Locate every line in the records below that contains the string "siding", and copy each of those lines. Case counts, so match only that exact capitalization.

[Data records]
•••
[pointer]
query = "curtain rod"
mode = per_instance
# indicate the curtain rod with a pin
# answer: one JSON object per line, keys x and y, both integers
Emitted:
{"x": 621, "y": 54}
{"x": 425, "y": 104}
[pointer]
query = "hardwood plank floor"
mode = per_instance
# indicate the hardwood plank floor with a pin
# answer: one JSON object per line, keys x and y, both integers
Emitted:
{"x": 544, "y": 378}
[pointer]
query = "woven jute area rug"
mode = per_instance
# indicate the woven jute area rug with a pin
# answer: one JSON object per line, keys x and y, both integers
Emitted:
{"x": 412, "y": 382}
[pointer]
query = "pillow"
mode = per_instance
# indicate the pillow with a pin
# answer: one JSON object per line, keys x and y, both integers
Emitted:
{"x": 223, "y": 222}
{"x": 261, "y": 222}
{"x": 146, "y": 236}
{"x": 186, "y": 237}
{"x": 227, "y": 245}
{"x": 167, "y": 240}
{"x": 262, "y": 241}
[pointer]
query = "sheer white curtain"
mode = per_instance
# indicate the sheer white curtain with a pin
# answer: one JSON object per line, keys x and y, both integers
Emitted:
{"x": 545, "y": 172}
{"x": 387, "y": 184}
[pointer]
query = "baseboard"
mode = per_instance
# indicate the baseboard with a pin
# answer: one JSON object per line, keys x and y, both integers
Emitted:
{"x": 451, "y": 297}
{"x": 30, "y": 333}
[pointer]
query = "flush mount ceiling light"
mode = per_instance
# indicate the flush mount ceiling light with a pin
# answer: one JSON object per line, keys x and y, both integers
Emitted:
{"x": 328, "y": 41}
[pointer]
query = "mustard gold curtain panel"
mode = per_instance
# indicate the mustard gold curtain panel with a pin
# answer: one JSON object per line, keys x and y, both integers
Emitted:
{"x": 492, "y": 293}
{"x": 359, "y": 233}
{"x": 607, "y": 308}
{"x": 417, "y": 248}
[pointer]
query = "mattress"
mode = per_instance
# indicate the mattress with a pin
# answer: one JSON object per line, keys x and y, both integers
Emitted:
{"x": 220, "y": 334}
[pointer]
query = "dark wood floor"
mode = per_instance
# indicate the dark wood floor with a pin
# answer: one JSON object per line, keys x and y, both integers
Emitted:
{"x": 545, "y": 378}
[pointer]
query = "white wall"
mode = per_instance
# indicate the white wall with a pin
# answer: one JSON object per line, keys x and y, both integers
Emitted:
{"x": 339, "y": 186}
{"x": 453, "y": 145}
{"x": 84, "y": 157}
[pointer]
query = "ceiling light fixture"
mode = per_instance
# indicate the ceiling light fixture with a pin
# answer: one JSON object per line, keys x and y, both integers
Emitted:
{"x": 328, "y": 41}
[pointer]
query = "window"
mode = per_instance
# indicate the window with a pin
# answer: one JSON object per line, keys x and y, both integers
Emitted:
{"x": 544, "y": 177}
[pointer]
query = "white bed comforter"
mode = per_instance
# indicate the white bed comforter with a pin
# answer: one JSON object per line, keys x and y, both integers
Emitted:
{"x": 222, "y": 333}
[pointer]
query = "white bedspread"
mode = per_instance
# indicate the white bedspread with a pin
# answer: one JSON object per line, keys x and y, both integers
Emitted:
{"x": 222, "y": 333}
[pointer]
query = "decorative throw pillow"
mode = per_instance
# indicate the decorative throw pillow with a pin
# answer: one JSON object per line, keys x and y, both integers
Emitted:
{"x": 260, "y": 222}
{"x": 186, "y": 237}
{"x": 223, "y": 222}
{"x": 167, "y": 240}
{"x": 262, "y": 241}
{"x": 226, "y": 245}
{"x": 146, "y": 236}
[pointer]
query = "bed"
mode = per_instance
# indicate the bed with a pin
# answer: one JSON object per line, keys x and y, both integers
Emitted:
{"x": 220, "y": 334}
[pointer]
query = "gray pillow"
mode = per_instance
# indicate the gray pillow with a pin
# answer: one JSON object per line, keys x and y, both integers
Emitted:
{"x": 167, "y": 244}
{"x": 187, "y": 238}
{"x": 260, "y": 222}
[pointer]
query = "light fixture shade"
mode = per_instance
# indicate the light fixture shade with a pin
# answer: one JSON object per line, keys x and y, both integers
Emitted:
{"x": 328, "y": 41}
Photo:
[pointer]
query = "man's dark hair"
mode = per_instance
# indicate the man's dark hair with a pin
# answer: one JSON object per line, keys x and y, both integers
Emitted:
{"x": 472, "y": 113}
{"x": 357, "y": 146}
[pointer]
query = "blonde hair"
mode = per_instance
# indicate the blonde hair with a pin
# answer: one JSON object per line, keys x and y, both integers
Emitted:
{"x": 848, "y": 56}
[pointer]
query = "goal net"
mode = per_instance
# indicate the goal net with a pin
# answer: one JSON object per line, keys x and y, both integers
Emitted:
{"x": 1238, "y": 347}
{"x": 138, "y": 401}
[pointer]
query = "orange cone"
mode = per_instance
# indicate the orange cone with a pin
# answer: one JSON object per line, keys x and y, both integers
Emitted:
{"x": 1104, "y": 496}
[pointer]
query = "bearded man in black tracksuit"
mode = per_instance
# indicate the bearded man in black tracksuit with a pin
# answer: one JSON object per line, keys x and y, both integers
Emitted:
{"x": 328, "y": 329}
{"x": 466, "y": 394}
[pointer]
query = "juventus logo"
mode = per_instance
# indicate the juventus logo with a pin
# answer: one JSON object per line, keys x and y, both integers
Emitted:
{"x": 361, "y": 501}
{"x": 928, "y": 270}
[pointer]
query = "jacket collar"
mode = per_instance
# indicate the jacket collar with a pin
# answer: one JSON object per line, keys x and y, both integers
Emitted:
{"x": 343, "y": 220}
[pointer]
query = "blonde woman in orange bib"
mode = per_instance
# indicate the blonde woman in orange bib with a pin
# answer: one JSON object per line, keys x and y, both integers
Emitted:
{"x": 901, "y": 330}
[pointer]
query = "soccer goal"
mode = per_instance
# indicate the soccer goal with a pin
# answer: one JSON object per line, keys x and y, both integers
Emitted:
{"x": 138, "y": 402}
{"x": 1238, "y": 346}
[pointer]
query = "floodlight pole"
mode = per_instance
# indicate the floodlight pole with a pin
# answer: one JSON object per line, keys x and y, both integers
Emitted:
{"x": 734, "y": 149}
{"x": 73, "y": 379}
•••
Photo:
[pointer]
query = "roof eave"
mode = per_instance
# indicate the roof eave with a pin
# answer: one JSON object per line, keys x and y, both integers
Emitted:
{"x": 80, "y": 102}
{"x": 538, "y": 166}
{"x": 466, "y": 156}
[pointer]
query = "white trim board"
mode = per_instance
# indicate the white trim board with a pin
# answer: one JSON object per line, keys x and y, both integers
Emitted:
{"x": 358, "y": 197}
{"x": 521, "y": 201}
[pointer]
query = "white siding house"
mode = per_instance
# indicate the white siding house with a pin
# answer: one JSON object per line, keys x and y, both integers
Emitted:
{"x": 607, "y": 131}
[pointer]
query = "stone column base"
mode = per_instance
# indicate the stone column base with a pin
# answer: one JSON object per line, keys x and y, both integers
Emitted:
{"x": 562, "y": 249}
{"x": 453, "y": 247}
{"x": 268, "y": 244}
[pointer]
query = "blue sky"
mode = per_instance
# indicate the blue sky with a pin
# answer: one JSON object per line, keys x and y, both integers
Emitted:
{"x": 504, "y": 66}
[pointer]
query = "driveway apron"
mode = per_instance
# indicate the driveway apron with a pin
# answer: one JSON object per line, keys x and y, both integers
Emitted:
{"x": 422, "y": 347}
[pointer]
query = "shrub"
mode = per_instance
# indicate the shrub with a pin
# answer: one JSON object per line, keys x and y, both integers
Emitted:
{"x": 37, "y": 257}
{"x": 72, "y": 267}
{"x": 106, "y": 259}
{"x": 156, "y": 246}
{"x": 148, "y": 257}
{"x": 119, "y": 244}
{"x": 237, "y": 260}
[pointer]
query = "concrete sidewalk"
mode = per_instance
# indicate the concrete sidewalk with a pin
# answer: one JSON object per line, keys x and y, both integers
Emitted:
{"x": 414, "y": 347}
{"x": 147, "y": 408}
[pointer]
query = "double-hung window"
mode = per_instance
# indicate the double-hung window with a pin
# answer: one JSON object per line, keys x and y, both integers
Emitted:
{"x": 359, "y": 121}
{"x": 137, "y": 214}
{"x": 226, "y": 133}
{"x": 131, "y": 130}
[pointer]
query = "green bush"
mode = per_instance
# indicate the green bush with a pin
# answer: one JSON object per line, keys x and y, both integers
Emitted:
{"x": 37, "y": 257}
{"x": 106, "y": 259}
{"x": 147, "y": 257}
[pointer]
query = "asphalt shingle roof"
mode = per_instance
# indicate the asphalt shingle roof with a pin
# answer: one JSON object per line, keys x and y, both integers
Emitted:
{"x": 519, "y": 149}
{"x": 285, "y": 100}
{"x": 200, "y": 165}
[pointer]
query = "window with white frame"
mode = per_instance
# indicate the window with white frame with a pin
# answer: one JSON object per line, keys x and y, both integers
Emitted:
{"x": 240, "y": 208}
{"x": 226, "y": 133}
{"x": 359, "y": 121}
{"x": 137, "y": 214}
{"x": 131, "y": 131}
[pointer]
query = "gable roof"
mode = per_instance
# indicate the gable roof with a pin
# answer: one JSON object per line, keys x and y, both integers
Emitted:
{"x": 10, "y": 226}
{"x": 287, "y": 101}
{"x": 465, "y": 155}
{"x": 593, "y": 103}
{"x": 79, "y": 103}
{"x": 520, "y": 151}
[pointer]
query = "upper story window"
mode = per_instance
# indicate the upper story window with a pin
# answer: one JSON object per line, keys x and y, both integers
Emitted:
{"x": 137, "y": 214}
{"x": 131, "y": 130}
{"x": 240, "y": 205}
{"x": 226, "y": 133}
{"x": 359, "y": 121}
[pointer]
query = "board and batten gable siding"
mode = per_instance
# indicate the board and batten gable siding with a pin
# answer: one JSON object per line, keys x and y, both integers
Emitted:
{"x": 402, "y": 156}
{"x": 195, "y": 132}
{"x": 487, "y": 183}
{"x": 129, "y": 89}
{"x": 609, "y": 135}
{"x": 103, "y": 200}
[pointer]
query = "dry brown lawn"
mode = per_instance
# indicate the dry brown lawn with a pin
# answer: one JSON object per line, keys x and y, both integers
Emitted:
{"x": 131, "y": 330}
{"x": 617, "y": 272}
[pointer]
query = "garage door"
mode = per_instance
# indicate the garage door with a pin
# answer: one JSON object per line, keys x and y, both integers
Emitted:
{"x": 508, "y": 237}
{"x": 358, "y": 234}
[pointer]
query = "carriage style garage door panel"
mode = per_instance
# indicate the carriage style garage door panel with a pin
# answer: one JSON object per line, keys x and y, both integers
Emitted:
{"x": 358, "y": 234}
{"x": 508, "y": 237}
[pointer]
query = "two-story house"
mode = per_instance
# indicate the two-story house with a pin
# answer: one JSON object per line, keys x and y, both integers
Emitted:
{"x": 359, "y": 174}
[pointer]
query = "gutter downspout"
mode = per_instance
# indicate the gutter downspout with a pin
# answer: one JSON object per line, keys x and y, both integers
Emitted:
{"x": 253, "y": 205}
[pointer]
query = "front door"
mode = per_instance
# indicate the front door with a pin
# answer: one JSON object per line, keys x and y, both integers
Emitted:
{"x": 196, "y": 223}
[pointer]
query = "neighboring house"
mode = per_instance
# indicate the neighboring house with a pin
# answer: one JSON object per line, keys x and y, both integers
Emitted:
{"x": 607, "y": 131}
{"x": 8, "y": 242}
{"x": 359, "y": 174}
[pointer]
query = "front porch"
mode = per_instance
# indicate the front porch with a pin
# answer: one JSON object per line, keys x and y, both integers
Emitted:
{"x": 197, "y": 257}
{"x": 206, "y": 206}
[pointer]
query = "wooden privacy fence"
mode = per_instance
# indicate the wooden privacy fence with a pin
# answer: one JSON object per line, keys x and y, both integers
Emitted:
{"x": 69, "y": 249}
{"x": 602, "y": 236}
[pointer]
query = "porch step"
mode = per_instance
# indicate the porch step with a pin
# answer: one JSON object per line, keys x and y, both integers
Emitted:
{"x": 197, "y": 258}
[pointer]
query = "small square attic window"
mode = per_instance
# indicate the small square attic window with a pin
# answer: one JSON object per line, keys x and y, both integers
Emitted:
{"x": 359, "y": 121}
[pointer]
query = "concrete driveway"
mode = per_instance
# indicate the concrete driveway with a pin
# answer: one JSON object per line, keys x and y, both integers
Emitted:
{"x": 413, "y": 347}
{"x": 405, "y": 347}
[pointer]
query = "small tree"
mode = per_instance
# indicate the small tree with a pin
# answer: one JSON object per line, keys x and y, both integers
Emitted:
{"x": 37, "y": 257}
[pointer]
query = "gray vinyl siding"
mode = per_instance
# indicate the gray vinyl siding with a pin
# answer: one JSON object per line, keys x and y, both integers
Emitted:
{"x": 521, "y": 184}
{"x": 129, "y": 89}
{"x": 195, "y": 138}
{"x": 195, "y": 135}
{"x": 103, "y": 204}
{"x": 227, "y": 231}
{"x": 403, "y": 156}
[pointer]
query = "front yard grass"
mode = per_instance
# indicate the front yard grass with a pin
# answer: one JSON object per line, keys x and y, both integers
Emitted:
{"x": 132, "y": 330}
•••
### Final result
query = "white siding house"
# indicate the white siding house with a pin
query = "board and batten gable siding"
# indicate the board and batten gable siding with a pin
query = "gray vinyl siding"
# indicate the gray vinyl siding with a pin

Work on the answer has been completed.